- Task objective: Give the listing below as a numbered list, one entry per line, leaving out any blank lines.

- Given records:
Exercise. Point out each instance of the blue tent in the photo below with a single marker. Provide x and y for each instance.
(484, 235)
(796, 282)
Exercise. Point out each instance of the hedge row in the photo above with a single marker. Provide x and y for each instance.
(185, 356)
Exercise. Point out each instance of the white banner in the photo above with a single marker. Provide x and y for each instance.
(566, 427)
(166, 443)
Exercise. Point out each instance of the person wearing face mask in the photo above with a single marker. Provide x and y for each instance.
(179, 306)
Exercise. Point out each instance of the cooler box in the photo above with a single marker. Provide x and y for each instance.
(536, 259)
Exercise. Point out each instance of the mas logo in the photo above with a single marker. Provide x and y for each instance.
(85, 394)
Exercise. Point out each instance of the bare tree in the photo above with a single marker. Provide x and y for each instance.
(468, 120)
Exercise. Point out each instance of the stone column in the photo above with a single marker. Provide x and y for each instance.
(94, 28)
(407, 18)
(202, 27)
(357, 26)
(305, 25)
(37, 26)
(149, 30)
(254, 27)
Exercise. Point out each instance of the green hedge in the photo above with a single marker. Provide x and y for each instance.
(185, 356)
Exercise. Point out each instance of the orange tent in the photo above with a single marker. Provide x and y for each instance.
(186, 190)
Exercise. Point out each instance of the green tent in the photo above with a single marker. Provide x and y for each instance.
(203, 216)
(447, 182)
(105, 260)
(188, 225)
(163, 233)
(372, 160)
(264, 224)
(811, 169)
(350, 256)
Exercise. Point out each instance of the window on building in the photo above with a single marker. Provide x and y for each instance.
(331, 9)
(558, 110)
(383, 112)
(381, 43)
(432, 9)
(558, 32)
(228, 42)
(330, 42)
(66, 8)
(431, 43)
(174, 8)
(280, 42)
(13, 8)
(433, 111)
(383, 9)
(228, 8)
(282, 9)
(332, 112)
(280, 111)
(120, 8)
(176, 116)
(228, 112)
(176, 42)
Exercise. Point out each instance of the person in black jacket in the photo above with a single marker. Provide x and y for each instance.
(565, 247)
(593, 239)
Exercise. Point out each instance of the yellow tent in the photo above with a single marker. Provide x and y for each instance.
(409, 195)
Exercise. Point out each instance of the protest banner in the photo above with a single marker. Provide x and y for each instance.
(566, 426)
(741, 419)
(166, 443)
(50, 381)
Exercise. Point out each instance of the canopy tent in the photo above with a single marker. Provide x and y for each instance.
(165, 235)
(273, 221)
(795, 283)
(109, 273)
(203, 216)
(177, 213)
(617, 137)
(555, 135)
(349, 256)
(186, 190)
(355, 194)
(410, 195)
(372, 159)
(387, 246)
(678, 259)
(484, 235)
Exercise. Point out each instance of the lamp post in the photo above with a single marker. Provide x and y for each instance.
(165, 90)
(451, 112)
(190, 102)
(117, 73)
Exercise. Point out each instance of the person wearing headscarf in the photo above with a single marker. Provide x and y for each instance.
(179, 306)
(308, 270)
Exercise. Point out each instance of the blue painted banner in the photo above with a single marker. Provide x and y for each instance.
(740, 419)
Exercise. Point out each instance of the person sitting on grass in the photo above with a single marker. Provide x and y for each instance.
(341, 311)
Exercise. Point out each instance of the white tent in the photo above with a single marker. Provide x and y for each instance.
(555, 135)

- Exercise answer:
1. Exercise. Point out each instance of the blue tent in the photo below with a single marker. Provide x and y for each instance.
2. (484, 235)
3. (796, 282)
4. Exercise. Point out each instance of the hedge row in the photo above with a single marker. Provide x and y for each instance.
5. (185, 356)
6. Exercise. Point out each instance of the white banner in the photo above with a single marker. Provide x and y for each instance.
7. (566, 427)
8. (166, 443)
9. Exercise. Point out each instance of the person wearing face mask in the photo above with a single marker. Provide x and y for each instance.
10. (179, 306)
11. Exercise. Point out each instance of the cooler box in the photo above with a single marker. Provide x and y for each instance.
12. (536, 259)
13. Exercise. Point out each instance of the mas logo in the photo above with a single marker. Provide x and y for each instance.
14. (85, 394)
15. Exercise. Point out each instance of the bare tree in the photo above with a single marker. Provide x and y for each instance.
16. (468, 120)
17. Exercise. Point out each instance of the stone column in the photo above with a single marker. Provide x and y for each instance.
18. (94, 28)
19. (407, 18)
20. (202, 27)
21. (357, 26)
22. (305, 25)
23. (37, 26)
24. (149, 30)
25. (254, 27)
26. Exercise. Point out each instance of the green hedge in the photo above with a single marker. Provide x and y for each instance.
27. (185, 356)
28. Exercise. Point out each instance of the orange tent in the photo above with a single marker. Provide x and y for each instance.
29. (186, 190)
30. Exercise. Point out each instance of the green tent in the photo above with a single marker. Provide x and y for each instance.
31. (203, 216)
32. (447, 182)
33. (105, 260)
34. (188, 225)
35. (163, 233)
36. (372, 160)
37. (264, 224)
38. (811, 169)
39. (350, 256)
40. Exercise. Point out each instance of the window on building in the photo above with a single marker. Provide x and y for each instance.
41. (331, 9)
42. (558, 110)
43. (383, 112)
44. (381, 43)
45. (432, 9)
46. (558, 32)
47. (228, 42)
48. (330, 42)
49. (66, 8)
50. (431, 43)
51. (174, 8)
52. (280, 42)
53. (13, 8)
54. (433, 111)
55. (383, 9)
56. (228, 8)
57. (282, 9)
58. (332, 112)
59. (280, 111)
60. (120, 8)
61. (176, 116)
62. (228, 112)
63. (176, 42)
64. Exercise. Point out each instance of the person in black jacket in the photo above with a single marker. Provide x and y for each instance.
65. (565, 247)
66. (593, 239)
67. Exercise. Point out each instance of the yellow tent in the photo above with a single marker. Provide x and y for each instance.
68. (409, 195)
69. Exercise. Point out each instance of the protest banner in the photo above with a single marker. Provide x and y for each instance.
70. (566, 426)
71. (741, 419)
72. (166, 443)
73. (50, 381)
74. Exercise. Point out each instance of the canopy tent in the photo above with a single marker. Provide x and y for each instance.
75. (165, 235)
76. (273, 221)
77. (795, 283)
78. (109, 273)
79. (203, 216)
80. (177, 213)
81. (617, 137)
82. (555, 135)
83. (349, 256)
84. (186, 190)
85. (355, 194)
86. (410, 195)
87. (372, 159)
88. (387, 246)
89. (678, 259)
90. (484, 235)
91. Exercise. Point out each instance of the lamp post in the photo above with a single marker. Provide x and y for each instance.
92. (165, 90)
93. (451, 112)
94. (190, 102)
95. (117, 73)
96. Exercise. Point out each instance of the person wearing headscarf in the photo above with a single marker. Provide x and y for each instance.
97. (179, 306)
98. (308, 270)
99. Exercise. Point out each instance of the blue painted banner in the photo above with a single marker. Provide x and y for each instance.
100. (740, 419)
101. Exercise. Point out each instance of the person sitting on grass in the photo above with a single marker. Provide x and y for each instance.
102. (341, 311)
103. Exercise. Point out each instance of the white tent in the photo above with a single marker. Provide x and y for each instance.
104. (555, 135)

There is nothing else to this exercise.